Saved data entries:
::::::
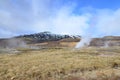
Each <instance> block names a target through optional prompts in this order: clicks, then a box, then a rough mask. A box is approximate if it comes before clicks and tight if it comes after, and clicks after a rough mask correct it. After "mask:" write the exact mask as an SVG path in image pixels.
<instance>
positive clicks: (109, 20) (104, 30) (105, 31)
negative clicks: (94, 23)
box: [95, 9, 120, 35]
mask: <svg viewBox="0 0 120 80" xmlns="http://www.w3.org/2000/svg"><path fill="white" fill-rule="evenodd" d="M95 27H96V28H97V29H98V34H100V33H101V34H104V35H117V34H119V31H120V9H117V10H115V11H113V10H102V11H100V12H99V13H98V16H97V21H96V25H95ZM119 35H120V34H119Z"/></svg>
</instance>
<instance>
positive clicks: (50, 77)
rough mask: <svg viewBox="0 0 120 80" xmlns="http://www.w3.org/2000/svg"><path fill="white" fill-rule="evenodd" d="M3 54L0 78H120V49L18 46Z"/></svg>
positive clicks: (12, 79) (74, 79) (116, 47)
mask: <svg viewBox="0 0 120 80" xmlns="http://www.w3.org/2000/svg"><path fill="white" fill-rule="evenodd" d="M18 51H19V53H12V52H11V53H12V54H10V52H9V53H7V54H4V53H5V52H2V53H1V54H0V80H120V48H119V47H112V48H93V47H89V48H82V49H71V48H52V49H41V50H38V49H36V50H30V49H28V50H27V49H18Z"/></svg>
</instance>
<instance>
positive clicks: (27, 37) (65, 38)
mask: <svg viewBox="0 0 120 80" xmlns="http://www.w3.org/2000/svg"><path fill="white" fill-rule="evenodd" d="M80 38H81V36H79V35H59V34H53V33H50V32H40V33H35V34H27V35H20V36H16V37H13V38H7V39H0V47H2V48H17V47H22V48H24V47H27V46H28V45H29V46H39V47H40V46H41V47H55V46H59V47H60V46H66V47H68V45H70V44H69V43H70V42H78V41H80ZM61 42H69V43H67V44H66V43H61ZM72 45H73V43H72ZM74 46H75V43H74Z"/></svg>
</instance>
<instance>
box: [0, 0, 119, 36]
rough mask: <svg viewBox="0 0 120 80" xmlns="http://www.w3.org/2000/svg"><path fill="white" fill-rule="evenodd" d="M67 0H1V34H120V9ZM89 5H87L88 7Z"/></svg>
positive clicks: (82, 34)
mask: <svg viewBox="0 0 120 80" xmlns="http://www.w3.org/2000/svg"><path fill="white" fill-rule="evenodd" d="M63 2H64V0H61V1H58V0H55V1H54V2H53V1H52V0H24V1H21V0H18V1H15V2H13V1H12V0H10V1H7V0H1V1H0V37H11V36H14V35H19V34H26V33H35V32H41V31H50V32H53V33H58V34H76V35H83V36H84V35H88V36H89V35H90V36H91V35H92V36H104V35H120V33H119V31H120V8H118V9H116V10H112V9H96V8H92V7H91V8H85V7H80V8H79V9H77V10H76V6H78V5H77V3H74V2H66V3H63ZM86 7H87V6H86Z"/></svg>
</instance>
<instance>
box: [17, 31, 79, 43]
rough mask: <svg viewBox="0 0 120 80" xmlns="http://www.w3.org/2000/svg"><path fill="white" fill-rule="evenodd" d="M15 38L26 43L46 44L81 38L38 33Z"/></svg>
mask: <svg viewBox="0 0 120 80" xmlns="http://www.w3.org/2000/svg"><path fill="white" fill-rule="evenodd" d="M15 38H23V39H24V40H25V41H27V43H41V42H48V41H59V40H62V39H68V41H70V40H73V41H76V40H77V41H79V39H80V38H81V36H79V35H76V36H75V35H59V34H53V33H50V32H40V33H35V34H29V35H21V36H17V37H15Z"/></svg>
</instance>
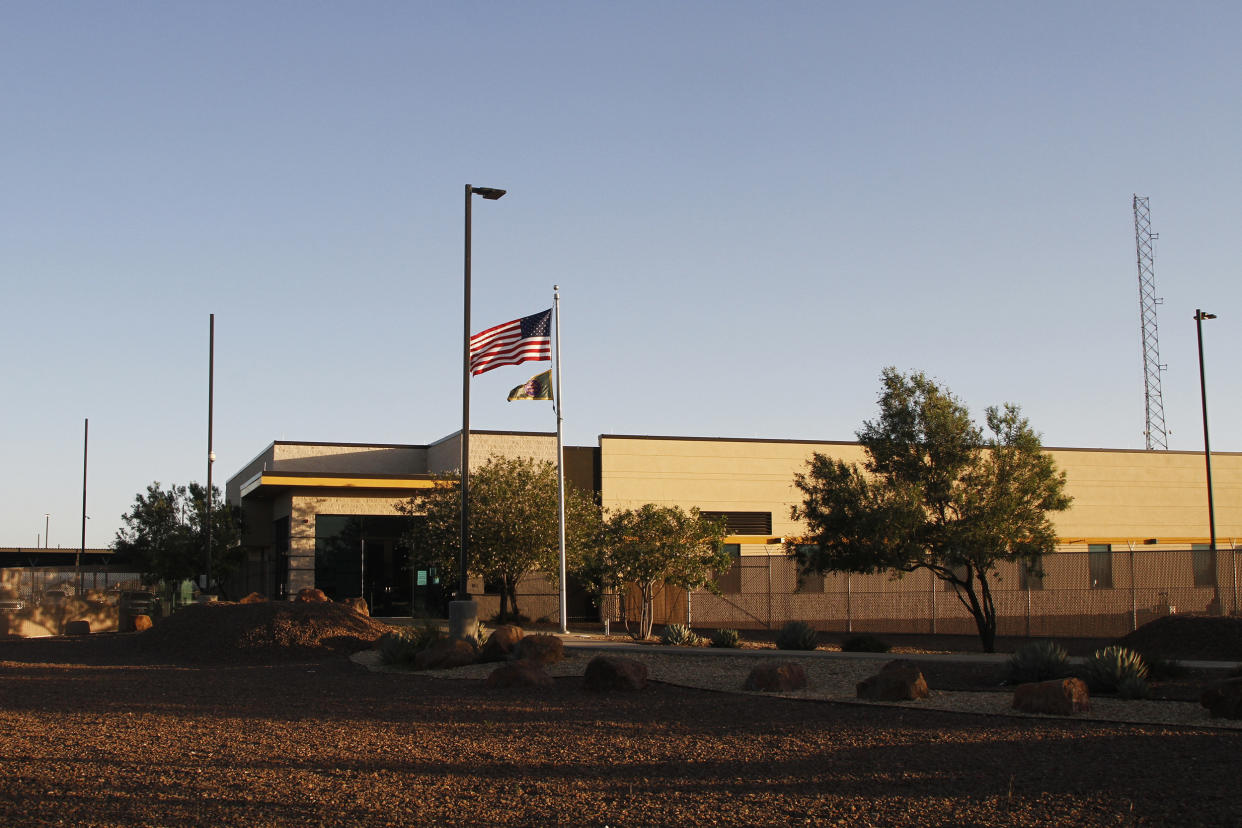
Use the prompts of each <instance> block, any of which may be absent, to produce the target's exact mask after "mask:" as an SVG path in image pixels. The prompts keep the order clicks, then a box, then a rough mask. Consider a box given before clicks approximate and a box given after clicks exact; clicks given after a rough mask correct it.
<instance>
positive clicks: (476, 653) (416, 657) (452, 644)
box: [414, 638, 478, 670]
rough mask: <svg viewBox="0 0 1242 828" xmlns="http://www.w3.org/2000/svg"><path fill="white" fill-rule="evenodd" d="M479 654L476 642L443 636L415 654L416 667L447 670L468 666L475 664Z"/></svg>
mask: <svg viewBox="0 0 1242 828" xmlns="http://www.w3.org/2000/svg"><path fill="white" fill-rule="evenodd" d="M477 655H478V653H476V650H474V644H472V643H471V642H468V641H466V639H465V638H441V639H440V641H437V642H435V643H433V644H431V646H430V647H427V649H425V650H422V652H420V653H416V654H415V657H414V669H416V670H446V669H450V668H453V667H466V665H467V664H473V663H474V659H476V657H477Z"/></svg>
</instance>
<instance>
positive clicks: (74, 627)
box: [65, 621, 91, 636]
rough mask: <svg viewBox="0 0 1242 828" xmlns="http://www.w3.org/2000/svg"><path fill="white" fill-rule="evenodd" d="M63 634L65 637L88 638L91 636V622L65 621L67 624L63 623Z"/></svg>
mask: <svg viewBox="0 0 1242 828" xmlns="http://www.w3.org/2000/svg"><path fill="white" fill-rule="evenodd" d="M65 634H66V636H89V634H91V622H89V621H67V622H65Z"/></svg>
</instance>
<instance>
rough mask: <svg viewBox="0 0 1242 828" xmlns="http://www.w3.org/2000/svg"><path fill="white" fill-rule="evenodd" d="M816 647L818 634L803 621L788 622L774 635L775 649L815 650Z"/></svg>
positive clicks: (792, 621) (817, 645)
mask: <svg viewBox="0 0 1242 828" xmlns="http://www.w3.org/2000/svg"><path fill="white" fill-rule="evenodd" d="M818 646H820V636H818V633H816V632H815V627H812V626H811V624H809V623H806V622H805V621H790V622H787V623H786V624H785V626H784V627H781V628H780V632H779V633H776V648H777V649H815V648H816V647H818Z"/></svg>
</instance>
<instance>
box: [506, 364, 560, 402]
mask: <svg viewBox="0 0 1242 828" xmlns="http://www.w3.org/2000/svg"><path fill="white" fill-rule="evenodd" d="M514 400H551V370H548V371H544V372H543V374H535V375H534V376H533V377H530V379H529V380H527V381H525V382H523V384H522V385H519V386H518V387H515V389H513V390H512V391H509V402H512V401H514Z"/></svg>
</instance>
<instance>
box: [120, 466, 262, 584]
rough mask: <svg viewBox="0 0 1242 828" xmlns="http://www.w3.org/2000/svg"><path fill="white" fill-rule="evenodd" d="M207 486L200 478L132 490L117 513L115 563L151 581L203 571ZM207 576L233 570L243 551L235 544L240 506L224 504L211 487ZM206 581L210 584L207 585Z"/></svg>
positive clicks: (240, 535) (204, 556) (213, 487)
mask: <svg viewBox="0 0 1242 828" xmlns="http://www.w3.org/2000/svg"><path fill="white" fill-rule="evenodd" d="M206 511H207V489H206V487H204V485H200V484H199V483H190V484H189V485H170V487H169V488H166V489H164V488H160V484H159V482H158V480H156V482H155V483H152V484H150V485H148V487H147V492H145V493H144V494H143V493H139V494H137V495H134V504H133V506H132V508H130V510H129V511H127V513H125V514H124V515H122V518H120V520H122V523H123V525H122V528H120V529H118V530H117V538H116V540H114V541H113V549H114V550H116V559H114V560H116V562H117V564H122V565H127V566H133V567H134V569H137V570H138V571H140V572H142V574H143V577H144V578H147V580H149V581H152V582H154V581H181V580H186V578H196V577H199V575H202V574H204V572H206V561H207V559H206V555H207V550H206V534H205V530H204V526H205V524H206V521H205V516H206ZM210 524H211V533H212V534H211V559H212V560H211V575H212V578H214V580H215V581H216V582H217V585H219V582H220V581H224V580H226V578H227V577H229V575H231V574H232V572H235V571H236V570H237V567H238V566H240V565H241V562H242V555H243V554H245V552H243V551H242V549H241V546H240V542H238V541H240V540H241V509H238V508H237V506H233V505H231V504H229V503H225V500H224V498H221V497H220V489H217V488H216V487H212V488H211V521H210ZM209 586H210V585H209Z"/></svg>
::::::
Please give back, exactly as it stands above, the stretch from the line with "box: [95, 9, 120, 35]" through the line with "box: [17, 31, 79, 43]", and no line outside it.

### [EXERCISE RESPONSE]
box: [95, 9, 120, 35]
mask: <svg viewBox="0 0 120 80" xmlns="http://www.w3.org/2000/svg"><path fill="white" fill-rule="evenodd" d="M95 27H96V28H97V29H98V34H100V33H101V34H104V35H117V34H119V31H120V9H117V10H115V11H113V10H102V11H100V12H99V13H98V16H97V21H96V25H95ZM119 35H120V34H119Z"/></svg>
</instance>
<instance>
positive clicks: (50, 77)
rough mask: <svg viewBox="0 0 120 80" xmlns="http://www.w3.org/2000/svg"><path fill="white" fill-rule="evenodd" d="M3 54L0 78H120V49L18 46Z"/></svg>
positive clicks: (12, 79) (74, 79) (116, 47)
mask: <svg viewBox="0 0 120 80" xmlns="http://www.w3.org/2000/svg"><path fill="white" fill-rule="evenodd" d="M18 51H19V53H12V52H11V53H12V54H10V52H9V53H7V54H4V53H5V52H2V53H1V54H0V80H120V48H119V47H112V48H93V47H89V48H82V49H71V48H52V49H41V50H38V49H36V50H30V49H28V50H27V49H18Z"/></svg>
</instance>
<instance>
positive clicks: (27, 37) (65, 38)
mask: <svg viewBox="0 0 120 80" xmlns="http://www.w3.org/2000/svg"><path fill="white" fill-rule="evenodd" d="M80 38H81V36H79V35H59V34H53V33H50V32H40V33H35V34H27V35H20V36H16V37H13V38H7V39H0V47H2V48H17V47H22V48H24V47H27V46H28V45H29V46H39V47H40V46H41V47H55V46H59V47H60V46H66V47H68V45H70V44H69V43H70V42H78V41H80ZM61 42H69V43H67V44H66V43H61ZM72 45H73V43H72ZM74 46H75V43H74Z"/></svg>
</instance>
<instance>
box: [0, 0, 119, 36]
rough mask: <svg viewBox="0 0 120 80" xmlns="http://www.w3.org/2000/svg"><path fill="white" fill-rule="evenodd" d="M67 0H1V34H120V9ZM89 5H87L88 7Z"/></svg>
positive clicks: (82, 34)
mask: <svg viewBox="0 0 120 80" xmlns="http://www.w3.org/2000/svg"><path fill="white" fill-rule="evenodd" d="M63 2H64V0H61V1H58V0H55V1H54V2H53V1H52V0H24V1H21V0H18V1H15V2H13V1H12V0H10V1H7V0H1V1H0V37H11V36H14V35H19V34H26V33H35V32H41V31H50V32H53V33H58V34H76V35H83V36H84V35H88V36H89V35H90V36H91V35H92V36H104V35H120V33H119V31H120V8H118V9H116V10H112V9H96V8H92V7H91V8H85V7H80V8H79V9H77V10H76V6H78V5H77V3H74V2H66V3H63ZM86 7H87V6H86Z"/></svg>
</instance>
<instance>
box: [17, 31, 79, 43]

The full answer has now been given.